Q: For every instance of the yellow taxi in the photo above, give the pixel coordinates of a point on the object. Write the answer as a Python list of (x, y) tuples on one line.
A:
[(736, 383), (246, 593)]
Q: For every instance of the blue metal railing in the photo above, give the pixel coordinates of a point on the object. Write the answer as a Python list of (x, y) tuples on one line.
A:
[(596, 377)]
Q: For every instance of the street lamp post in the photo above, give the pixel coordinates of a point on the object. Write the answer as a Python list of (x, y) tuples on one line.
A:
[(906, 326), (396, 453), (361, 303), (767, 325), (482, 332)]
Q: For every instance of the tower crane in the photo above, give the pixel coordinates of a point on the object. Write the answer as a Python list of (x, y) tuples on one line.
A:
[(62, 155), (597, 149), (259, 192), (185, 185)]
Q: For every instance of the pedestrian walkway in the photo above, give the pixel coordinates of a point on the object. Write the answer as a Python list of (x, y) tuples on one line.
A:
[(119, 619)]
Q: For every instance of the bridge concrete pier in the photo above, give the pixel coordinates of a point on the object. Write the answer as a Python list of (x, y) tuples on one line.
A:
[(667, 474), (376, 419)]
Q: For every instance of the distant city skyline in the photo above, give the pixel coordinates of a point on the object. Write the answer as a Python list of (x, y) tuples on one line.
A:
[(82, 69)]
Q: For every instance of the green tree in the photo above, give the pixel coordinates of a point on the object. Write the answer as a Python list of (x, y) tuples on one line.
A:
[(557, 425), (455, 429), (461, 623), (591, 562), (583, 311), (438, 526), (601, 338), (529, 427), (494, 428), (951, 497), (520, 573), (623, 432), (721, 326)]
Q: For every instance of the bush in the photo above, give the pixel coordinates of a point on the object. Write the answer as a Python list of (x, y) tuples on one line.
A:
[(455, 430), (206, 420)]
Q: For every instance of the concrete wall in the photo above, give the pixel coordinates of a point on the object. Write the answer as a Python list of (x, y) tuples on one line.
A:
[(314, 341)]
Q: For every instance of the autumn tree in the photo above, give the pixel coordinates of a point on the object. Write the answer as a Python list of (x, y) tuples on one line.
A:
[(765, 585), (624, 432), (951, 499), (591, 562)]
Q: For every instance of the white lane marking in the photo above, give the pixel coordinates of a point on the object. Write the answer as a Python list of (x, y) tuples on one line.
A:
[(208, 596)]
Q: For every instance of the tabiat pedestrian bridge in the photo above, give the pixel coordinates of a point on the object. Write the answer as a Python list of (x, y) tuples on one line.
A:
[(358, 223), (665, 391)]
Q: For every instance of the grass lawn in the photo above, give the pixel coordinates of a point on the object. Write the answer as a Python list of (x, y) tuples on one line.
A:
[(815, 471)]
==*==
### Task
Collect the lines of the data that carry the word "concrete".

### Output for this task
Q: For every instance of the bridge concrete pier in the photo above, give the pixel coordinates of a point on the object. Write the answer as a Python list of (x, y) tuples on one line.
Q: For every instance of the concrete wall in the photo above, give the pixel coordinates of a point on the object. Write the answer as a Python list of (x, y) tuples on one line.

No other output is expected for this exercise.